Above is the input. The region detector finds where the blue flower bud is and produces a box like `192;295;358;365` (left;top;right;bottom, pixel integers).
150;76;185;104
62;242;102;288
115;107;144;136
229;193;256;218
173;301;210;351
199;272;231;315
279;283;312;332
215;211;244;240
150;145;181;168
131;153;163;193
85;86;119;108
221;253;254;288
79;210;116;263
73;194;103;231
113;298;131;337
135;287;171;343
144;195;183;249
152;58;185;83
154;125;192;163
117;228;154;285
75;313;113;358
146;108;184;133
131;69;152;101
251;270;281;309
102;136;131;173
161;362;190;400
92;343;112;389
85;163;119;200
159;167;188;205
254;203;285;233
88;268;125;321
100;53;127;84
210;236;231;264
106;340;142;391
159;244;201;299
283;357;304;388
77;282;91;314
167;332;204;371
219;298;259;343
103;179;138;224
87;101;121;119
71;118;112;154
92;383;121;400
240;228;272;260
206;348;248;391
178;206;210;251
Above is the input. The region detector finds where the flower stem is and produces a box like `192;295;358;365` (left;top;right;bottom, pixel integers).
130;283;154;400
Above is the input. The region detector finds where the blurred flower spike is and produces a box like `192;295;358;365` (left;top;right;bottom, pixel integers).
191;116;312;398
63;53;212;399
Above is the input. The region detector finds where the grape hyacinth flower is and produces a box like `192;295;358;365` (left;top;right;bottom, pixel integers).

WHAT YOU NEED TO DO:
Please pick out every line of the listing above that contains the string "spike", matching case exactly, and copy each one in full.

OUTPUT FOR THIS TASK:
Above is the input. The region detector finds where the blurred flower spike is and produces a box like `192;295;358;365` (left;top;right;bottom, pixel integers).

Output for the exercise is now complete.